# [EXCERTO FORNECIDO]

Em Portugal, diz, "está a fazer-se aquilo que se pode, com o que está disponível", apesar da demora na atualização da norma.
Se surto for desvalorizado, pode tornar-se "noutra coisa"
Ricardo Fernandes alerta, contudo, que, se este surto não for tratado como deve ser (e a vacinação é essencial nisso) há o risco de o vírus se transformar "noutra coisa" pior. "A grande urgência das questões de saúde pública é que, independentemente de onde começa e em quem começa, tem que ser tratada, porque os vírus e as doenças não discriminam pessoas", lembra.
O facto de esta ser uma doença, ainda que "chata", com um "bom prognóstico" e com uma fatalidade reduzida, pode estar a a "atrasar a urgência de se arranjar soluções", mas a verdade é que, "havendo ainda casos em circulação, a vacinação é essencial, independentemente de quais são as populações mais afetadas", insiste.
Ricardo nota que a maior parte dos países, e Portugal não é exceção, têm dificuldade em agir com rapidez em relação aos surtos. Em parte, essa demora compreende-se, tendo em conta que "há uma série de coisas que não sabemos sobre uma doença quando ela surge". E a monkeypox não foi exceção.
"Isto só nos vem dizer que o mundo tem de estar mais atento àquilo que são as doenças infecciosas emergentes que, normalmente, aparecem no continente africano ou no continente asiático e que algumas já estão descritas mas para as quais não existe financiamento suficiente para estudar e perceber. Temos que começar a aprender lições, como seres humanos, como sociedade, sobre as doenças infecciosas e perceber que, quando surgem nestes continentes, existe um perigo de transbordarem para o nosso". "Se os vírus não forem estudados, não conseguimos perceber qual a evolução e não conseguimos defender-nos" , reforça.

# [OS DADOS]
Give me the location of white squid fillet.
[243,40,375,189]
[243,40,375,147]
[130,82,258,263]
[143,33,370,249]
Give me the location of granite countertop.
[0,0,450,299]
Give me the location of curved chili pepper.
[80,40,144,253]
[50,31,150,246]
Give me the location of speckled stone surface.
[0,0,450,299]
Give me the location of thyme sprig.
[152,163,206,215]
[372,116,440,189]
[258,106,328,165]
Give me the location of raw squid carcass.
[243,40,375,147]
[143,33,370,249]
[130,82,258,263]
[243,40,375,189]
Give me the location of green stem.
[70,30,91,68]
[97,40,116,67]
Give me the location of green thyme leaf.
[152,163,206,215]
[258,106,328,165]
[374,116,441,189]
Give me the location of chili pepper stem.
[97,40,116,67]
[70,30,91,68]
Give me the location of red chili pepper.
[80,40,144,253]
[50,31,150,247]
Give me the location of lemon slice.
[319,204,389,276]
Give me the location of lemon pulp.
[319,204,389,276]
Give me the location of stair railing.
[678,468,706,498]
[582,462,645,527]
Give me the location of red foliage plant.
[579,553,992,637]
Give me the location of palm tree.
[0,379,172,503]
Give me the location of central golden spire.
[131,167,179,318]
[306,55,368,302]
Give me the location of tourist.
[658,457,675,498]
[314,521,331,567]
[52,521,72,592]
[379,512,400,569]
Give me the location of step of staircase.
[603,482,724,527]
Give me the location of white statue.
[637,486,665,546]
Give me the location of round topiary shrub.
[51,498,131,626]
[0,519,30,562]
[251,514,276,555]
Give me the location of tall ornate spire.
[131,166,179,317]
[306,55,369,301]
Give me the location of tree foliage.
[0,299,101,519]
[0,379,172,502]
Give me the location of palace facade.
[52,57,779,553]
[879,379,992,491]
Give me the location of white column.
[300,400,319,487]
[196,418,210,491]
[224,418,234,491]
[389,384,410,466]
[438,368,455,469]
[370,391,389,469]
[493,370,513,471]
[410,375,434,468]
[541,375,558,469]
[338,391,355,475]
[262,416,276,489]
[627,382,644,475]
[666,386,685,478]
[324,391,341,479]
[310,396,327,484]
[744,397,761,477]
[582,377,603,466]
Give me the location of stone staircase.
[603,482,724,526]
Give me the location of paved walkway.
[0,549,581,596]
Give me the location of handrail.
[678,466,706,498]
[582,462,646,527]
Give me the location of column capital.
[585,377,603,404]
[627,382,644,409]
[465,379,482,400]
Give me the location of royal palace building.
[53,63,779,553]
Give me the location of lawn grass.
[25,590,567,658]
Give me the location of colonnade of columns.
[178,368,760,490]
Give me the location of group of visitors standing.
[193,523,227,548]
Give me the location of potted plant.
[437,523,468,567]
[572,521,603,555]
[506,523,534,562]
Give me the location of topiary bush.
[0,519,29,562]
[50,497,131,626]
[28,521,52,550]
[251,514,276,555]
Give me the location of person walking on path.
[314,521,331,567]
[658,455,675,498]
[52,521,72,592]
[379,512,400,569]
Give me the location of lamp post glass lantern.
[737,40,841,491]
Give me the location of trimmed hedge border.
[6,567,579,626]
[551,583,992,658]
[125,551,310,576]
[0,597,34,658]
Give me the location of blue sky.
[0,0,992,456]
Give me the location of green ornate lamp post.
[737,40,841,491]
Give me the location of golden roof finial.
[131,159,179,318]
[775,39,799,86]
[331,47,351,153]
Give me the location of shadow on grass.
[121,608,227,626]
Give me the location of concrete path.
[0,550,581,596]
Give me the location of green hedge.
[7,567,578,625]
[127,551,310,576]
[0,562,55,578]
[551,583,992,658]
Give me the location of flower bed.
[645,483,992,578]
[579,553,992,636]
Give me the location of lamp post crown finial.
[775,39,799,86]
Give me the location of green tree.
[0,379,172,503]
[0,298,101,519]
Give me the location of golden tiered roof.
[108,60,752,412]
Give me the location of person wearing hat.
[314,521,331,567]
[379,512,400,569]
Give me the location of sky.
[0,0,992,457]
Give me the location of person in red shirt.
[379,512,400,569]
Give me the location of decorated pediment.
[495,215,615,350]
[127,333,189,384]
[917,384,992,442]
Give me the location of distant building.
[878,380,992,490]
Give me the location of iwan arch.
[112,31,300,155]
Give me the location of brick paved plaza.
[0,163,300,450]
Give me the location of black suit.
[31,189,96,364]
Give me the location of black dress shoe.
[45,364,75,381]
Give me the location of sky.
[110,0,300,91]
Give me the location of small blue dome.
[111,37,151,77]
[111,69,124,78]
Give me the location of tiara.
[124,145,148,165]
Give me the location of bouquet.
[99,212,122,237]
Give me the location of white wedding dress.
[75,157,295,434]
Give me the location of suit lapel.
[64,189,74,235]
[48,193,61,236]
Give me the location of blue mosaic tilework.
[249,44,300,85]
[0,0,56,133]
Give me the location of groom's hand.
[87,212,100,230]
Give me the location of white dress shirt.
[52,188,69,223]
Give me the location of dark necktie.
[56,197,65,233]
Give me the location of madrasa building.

# [TAREFA PROPOSTA]
Extraia, sem alterações, o trecho do excerto sobre o surto de monkeypox que se inicia com as palavras que contêm "O facto de esta" e termina em "não foi exceção.". Responda apenas com base no que o excerto diz.

# [RESPOSTA AO EXERCÍCIO]
O facto de esta ser uma doença, ainda que "chata", com um "bom prognóstico" e com uma fatalidade reduzida, pode estar a a "atrasar a urgência de se arranjar soluções", mas a verdade é que, "havendo ainda casos em circulação, a vacinação é essencial, independentemente de quais são as populações mais afetadas", insiste.
Ricardo nota que a maior parte dos países, e Portugal não é exceção, têm dificuldade em agir com rapidez em relação aos surtos. Em parte, essa demora compreende-se, tendo em conta que "há uma série de coisas que não sabemos sobre uma doença quando ela surge". E a monkeypox não foi exceção.